- SOURCE
- - - - -
DISH Vs. Disney: Disney Is Favored, But DISH Has One Key Advantage (NYSE:DIS)

Angry man watching tv at home

damircudic/E+ via Getty Images

In a surprising and sudden major development (or at least what could be) DISH Network (NASDAQ:NASDAQ:DISH) has dropped Disney’s (NYSE:NYSE:DIS) networks as of midnight October 1st. As a dispute between the king of linear TV channels and a member of the Big Four distributors, this is already newsworthy, but this particular blackout dispute may have ramifications that go beyond DISH and Disney given the knife’s edge pay-TV is balancing on at the moment.

In this article, I will try to do three things in a semi reasonable amount of words: examine the disputes implications for DISH and Disney, offer a broader framework in which to think about any blackout dispute, and consider the wider ramifications of this special time for the industry as a whole.

Another Blackout Showdown

I have to say, I, like every other industry analyst this weekend, am scrambling a little bit right now. Normally, blackout disputes are telegraphed well in advance by both sides because they want to get a head start on igniting public pressure against the other side.

This was different. For both this author and, as far as I can determine, every other industry analyst out there, the very first sign there was even a hint of trouble in these renewal negotiations was when Twitter suddenly lit up with customers complaining their live feeds of all Disney channels – which includes, in addition to the eponymous children’s networks, broadcasting powerhouse ABC, Freeform, FX, National Geographic and a slew of sports networks including the king of linear TV, ESPN – had suddenly terminated. Since then, both companies have issued statements. But this came literally out of the blue, in a way that blackout disputes simply do not usually arrive.
- - - - -
- TASKS TO PERFORM
**a.** Answer these questions from the article about the DISH and Disney dispute:
(i) As of what time did DISH drop Disney's networks?
(ii) According to the article, what was the very first sign of trouble in the renewal negotiations?
(iii) Why are blackout disputes normally telegraphed well in advance by both sides?
**b.** Extract every line of the location labeling listing and reproduce each one without any change.
The article and the listing have no connection to each other.

- Excerpts from location labeling data
- - - - -
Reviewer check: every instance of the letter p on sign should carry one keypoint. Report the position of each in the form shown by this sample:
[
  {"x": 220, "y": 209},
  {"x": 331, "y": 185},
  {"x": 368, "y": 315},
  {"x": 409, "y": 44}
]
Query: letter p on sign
- - - - -
- RESPONSE LIST
**a.**
(i) DISH dropped Disney's networks as of midnight October 1st.
(ii) Twitter suddenly lit up with customers complaining that their live feeds of all Disney channels had suddenly terminated.
(iii) Both sides want to get a head start on igniting public pressure against the other side.

**b.**
Reviewer check: every instance of the letter p on sign should carry one keypoint. Report the position of each in the form shown by this sample:
[
  {"x": 220, "y": 209},
  {"x": 331, "y": 185},
  {"x": 368, "y": 315},
  {"x": 409, "y": 44}
]
Query: letter p on sign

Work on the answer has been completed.